• **ЗАДАНИЕ**
Допишите продолжение текста о повести «Крейцерова соната», начиная сразу после его последнего предложения.

• **ПРЕДЛОЖЕННЫЙ ТЕКСТ**

________________________

Другой критик «Русской мысли», М. Протопопов, в статье «Психологический вопрос. (По поводу повести Льва Толстого «Крейцерова соната»)» правильно указал на двойственность героя, разрываемого самыми противоречивыми побуждениями: «Вся беда Позднышева в том, что он человек не цельный, а половинчатый…» («Русская мысль», 1891, № 8, с. 139). Однако это верное наблюдение не помешало М. Протопопову приписать все мысли героя автору повести.

Сразу же по прочтении повести, А. П. Чехов писал А. Н. Плещееву: «… едва ли можно найти что-нибудь равносильное по важности замысла и красоте исполнения. Не говоря уж о художественных достоинствах, которые местами поразительны, спасибо повести за одно то, что она до крайности возбуждает мысль. Читая ее, едва удерживаешься, чтобы не крикнуть: «Это правда!» или «Это нелепо!» (А. П. Чехов. Полн. собр. соч. и писем в 30-ти томах. Письма, т. 4. М., 1976, с. 18). Спустя некоторое время, он уже сдержаннее отозвался о повести: «До поездки <на Сахалин> «Крейцерова соната» была для меня событием, а теперь она мне смешна и кажется бестолковой…» (там же, с. 147).

В тексте, в том месте главы XXIII, где рассказывается о начале исполнения «Крейцеровой сонаты», учтено исправление, сделанное С. А. Толстой в соответствии с последовательностью вступления инструментов: начинает скрипка и только через несколько тактов вступает рояль (см.: «Литературное наследство», т. 69, ни. 2. М., 1961, с. 452).


Послесловие к «Крейцеровой сонате». — Впервые опубликовано вместе с повестью в изд.: «Сочинения гр. Л. Н. Толстого», ч. 13. «Произведения последних годов». М., 1891. Первая редакция «Послесловия» датирована 6 декабря 1889 года. Начало работы над ним относится, по-видимому, к концу октября 1889 года. 1 ноября в ответ на письмо В. Г. Черткова с советом дать «в какой-нибудь форме… более всестороннее освещение вопроса» Толстой сообщает: «Я даже начал писать послесловие, ответ на вопрос: что думает сам автор о предмете рассказа. Я бы желал написать это. Как бог даст» (т. 86, с. 271). Таким образом, «Послесловие», начатое еще до того, как писатель стал получать от читателей письма с просьбами разъяснить повесть (см.: Л. Д. Опульская. Л. Н. Толстой. Материалы к биографии с 1886 по 1892 год, с. 202), закончено было в апреле

1890 года. Оно, как и повесть, еще до напечатания распространилось в списках. Толстой писал о «Послесловии»: «Я не то, что доволен послесловием. И форма изложения, и порядок, и мера — все неверно, но мысли, высказанные там, верны, искренни, и я с величайшим напряжением и радостью открывал их» (т. 87, с. 24).

________________________

• **ИСХОДНЫЕ ДАННЫЕ**
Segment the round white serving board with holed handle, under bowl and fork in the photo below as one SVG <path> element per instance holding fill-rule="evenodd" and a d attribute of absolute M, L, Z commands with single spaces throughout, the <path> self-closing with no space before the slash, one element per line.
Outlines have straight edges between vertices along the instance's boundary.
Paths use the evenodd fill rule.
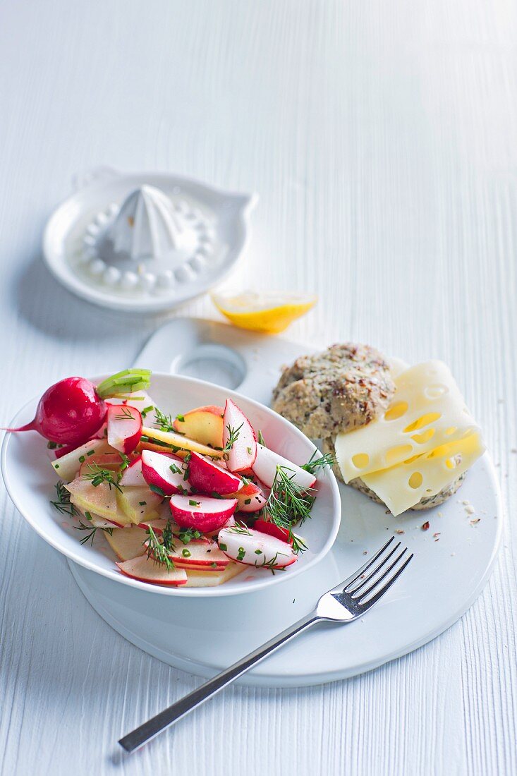
<path fill-rule="evenodd" d="M 178 319 L 154 334 L 137 363 L 196 376 L 201 372 L 268 402 L 280 366 L 309 349 L 225 324 Z M 460 618 L 488 580 L 502 511 L 488 455 L 467 474 L 458 494 L 435 510 L 393 518 L 355 490 L 340 490 L 342 525 L 324 560 L 307 573 L 247 596 L 158 598 L 69 563 L 85 597 L 117 632 L 165 663 L 209 677 L 307 614 L 321 592 L 364 562 L 364 552 L 403 530 L 399 538 L 415 559 L 380 605 L 350 625 L 325 625 L 302 634 L 242 683 L 297 687 L 352 677 L 415 650 Z M 474 514 L 467 514 L 463 500 L 474 506 Z M 481 520 L 471 525 L 477 517 Z M 430 528 L 424 532 L 427 520 Z"/>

________________________

• **ОТВЕТ**
Предполагалось печатать «Послесловие» в журн. «Вопросы философии и психологии», но по документам Московского цензурного комитета очевидно, что из Петербурга последовало запрещение.

В июне 1890 года молодой И. А. Бунин, пораженный «Послесловием», послал Толстому свое первое письмо и просил разрешения приехать в Ясную Поляну («Новый мир», 1956, № 10, с. 197).

Чехов критически оценивал «Послесловие», сравнивая его с «Выбранными местами из переписки с друзьями» Гоголя. Он писал: «Убейте меня, но это глупее и душнее, чем «Письма к губернаторше», которые я презираю… Диоген плевал в бороды, зная, что ему за это ничего не будет; Толстой ругает докторов мерзавцами и невежничает с великими вопросами, потому что он тот же Диоген, которого в участок не поведешь и в газетах не выругаешь. Итак, к черту философию великих мира сего! Она вся, со всеми юродивыми послесловиями и письмами к губернаторше, не стоит одной кобылки из «Холстомера» (А. П. Чехов. Полн. собр. соч. и писем в 30-ти томах. Письма, т. 4. М., 1976, с. 270).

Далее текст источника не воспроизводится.